• Page excerpt:
The virtual live acquisition starts once the experimental design is completed. Figure 1.b summarizes the methodology developed for live acquisition. Like on a physical microscope, a number of UDP, which are key to the resulting output image quality, can be modified on-the-fly whilst acquiring. It includes both features associated with camera settings (i.e. frame rate and gain) and laser powers. These parameters are assessed at each ms time step (independently of the frame rate), and uniquely allows for real-time interaction on the virtual microscope. A user can modify the rate of activation for instance, switching from sparsely to densely PSF populated frames on-the-fly. This enables for fine tuning, exactly as would be the case on a physical microscope, whilst providing a unique tool to assess the quality of the reconstructed image versus the ground truth. In parallel, our method ensures real-time display, a requirement for users to assess on-the-fly if the blinking is well recorded and if the PSFs are well enough separated in space to allow for reliable reconstruction. The faithful display required the real-time computation (up to 100Hz) of the convolution with the 2D/3D PSF and the generation of the noise camera.

• Records:
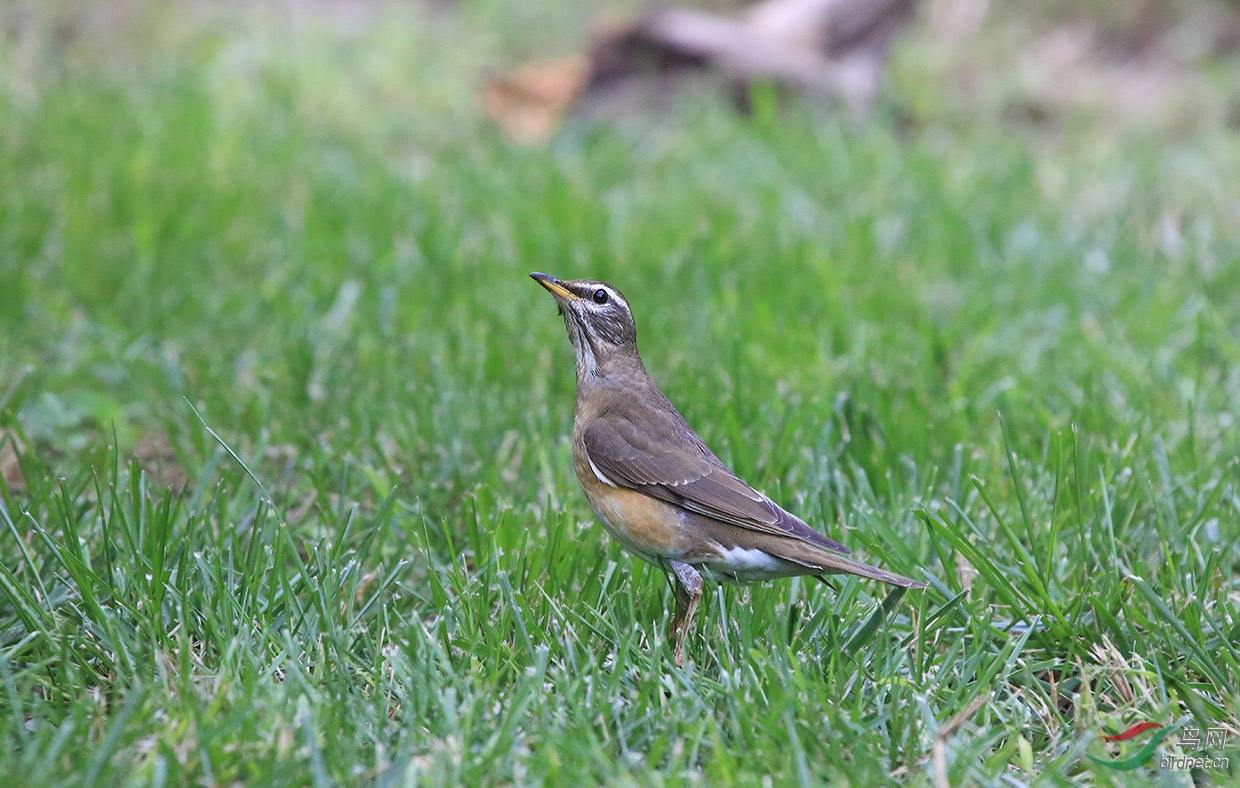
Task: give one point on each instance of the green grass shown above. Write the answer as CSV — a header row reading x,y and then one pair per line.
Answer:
x,y
295,501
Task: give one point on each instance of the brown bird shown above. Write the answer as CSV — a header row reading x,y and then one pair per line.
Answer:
x,y
656,487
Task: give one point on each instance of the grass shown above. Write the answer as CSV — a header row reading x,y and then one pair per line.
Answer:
x,y
287,492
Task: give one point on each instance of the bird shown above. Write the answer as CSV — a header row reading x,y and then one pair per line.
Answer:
x,y
654,483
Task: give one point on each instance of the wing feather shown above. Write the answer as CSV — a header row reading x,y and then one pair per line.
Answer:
x,y
695,479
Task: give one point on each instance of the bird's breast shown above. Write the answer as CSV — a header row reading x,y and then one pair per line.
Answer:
x,y
646,526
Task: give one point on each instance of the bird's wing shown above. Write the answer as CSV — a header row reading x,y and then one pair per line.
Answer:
x,y
687,475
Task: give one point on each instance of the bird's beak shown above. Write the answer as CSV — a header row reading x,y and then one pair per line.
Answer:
x,y
553,287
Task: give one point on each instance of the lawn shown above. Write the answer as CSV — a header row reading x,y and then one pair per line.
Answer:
x,y
287,493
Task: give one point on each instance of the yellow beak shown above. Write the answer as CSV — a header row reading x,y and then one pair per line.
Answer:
x,y
553,286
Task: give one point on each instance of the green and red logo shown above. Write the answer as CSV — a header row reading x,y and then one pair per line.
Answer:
x,y
1146,751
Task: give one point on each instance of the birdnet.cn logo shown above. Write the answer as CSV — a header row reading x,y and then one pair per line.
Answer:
x,y
1191,741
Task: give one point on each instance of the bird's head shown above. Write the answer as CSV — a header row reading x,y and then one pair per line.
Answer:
x,y
598,318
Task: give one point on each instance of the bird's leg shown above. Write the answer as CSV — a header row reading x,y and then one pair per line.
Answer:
x,y
688,593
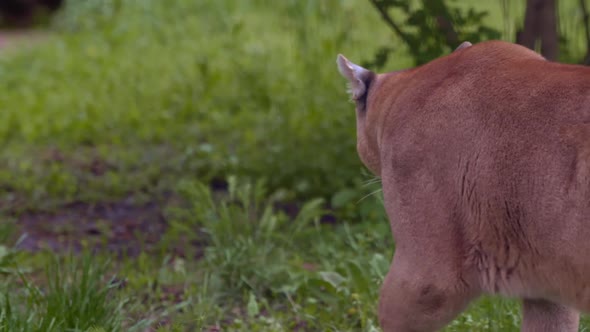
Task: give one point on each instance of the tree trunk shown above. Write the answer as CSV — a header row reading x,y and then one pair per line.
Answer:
x,y
540,24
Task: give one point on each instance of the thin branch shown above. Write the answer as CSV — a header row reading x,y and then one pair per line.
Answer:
x,y
391,23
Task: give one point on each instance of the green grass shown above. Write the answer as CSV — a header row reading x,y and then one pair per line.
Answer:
x,y
150,101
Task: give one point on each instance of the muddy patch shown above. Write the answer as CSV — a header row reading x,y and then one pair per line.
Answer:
x,y
123,228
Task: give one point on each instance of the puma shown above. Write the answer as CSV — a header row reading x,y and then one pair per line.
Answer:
x,y
484,159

• Problem requirements: In the page excerpt on virtual live acquisition, at what interval are the user-defined parameters assessed?

• Final answer: At each millisecond time step, independently of the frame rate.